Document section:
SOUTH Australia can expect a new industry to emerge in the next few months with preparations underway for SA's first commercial camel dairy.
Port Broughton couple Evan Casey and Hannah Purss say they have spent years setting up their enterprise and are waiting for their herd of 20 female camels - known as cows - to give birth.
Ms Purss said the original drive behind the dairy idea was to remind people of the value of the species.
"We've worked with camels for a number of years up in the NT, doing a lot of wild camel work," she said.
"There was a lot of money being spent by the government to cull camels. We were looking at ways they can be seen as more important."
They realised a dairy would be a good option and began research into the product.
"It didn't take us long to realise how special camel milk was," she said.
Ms Purss said studies from the Middle East, India and even the University of California had shown camel milk could have a positive impact on gut health. It also had a different molecular make-up to cow milk, so could be digestible for some lactose-intolerant people.
"We wanted to create a value for camels and we now have a passion for the milk," she said.
They discovered other people also had a passion for it.
"We have a huge waiting list of Australians wanting to buy camel milk," she said. "We've had quite a few enquiries from overseas, but we haven't even thought about that yet."
With a camel's gestation period between 11 and 14 months, she was expecting to start milking in the next few months.
They are using wild Dromedary camels, aged between three and 12 years, purchased from the NT.
The camels were being trained to get them comfortable near humans and having their udders handled.
"Once they give birth we will look at setting up the (milking)infrastructure," she said.
Ms Purss said camel milk had a retail price of up to $25 a litre.
Camels traditionally produced between 3-6L a day, but she is confident with training and breeding, this could be improved.
"Australian camels are traditionally from Pakistan and Afghanistan and these camels are renowned for having the best milk," she said. "The genetics are there to produce milk, we just haven't had the need yet."
Australia's first commercial camel dairy was established in WA last year, with a second started on the Sunshine Coast, Qld.
It was recently announced that a large-scale dairy could be built north of Perth.
Australian Camel Industry Association vice-chair Phil Gee, Port Augusta, said there was a worldwide trend of camel dairies being established.
"In the Middle East, India, the United States and Europe we're seeing a global trend of interest in the milk," he said. "The markets are real and the viability looks promising with a lot of traction."

What this exercise asks:
A. From the camel dairy article, copy word for word everything from "The camels were" down to "could be improved.".
B. In the camel dairy article, which places does Phil Gee name as showing interest in camel milk? List each one.

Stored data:
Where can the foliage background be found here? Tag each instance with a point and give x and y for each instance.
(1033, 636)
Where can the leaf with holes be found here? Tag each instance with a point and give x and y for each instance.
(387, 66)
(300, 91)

Outputs by task:
A.
The camels were being trained to get them comfortable near humans and having their udders handled.
"Once they give birth we will look at setting up the (milking)infrastructure," she said.
Ms Purss said camel milk had a retail price of up to $25 a litre.
Camels traditionally produced between 3-6L a day, but she is confident with training and breeding, this could be improved.

B.
- the Middle East
- India
- the United States
- Europe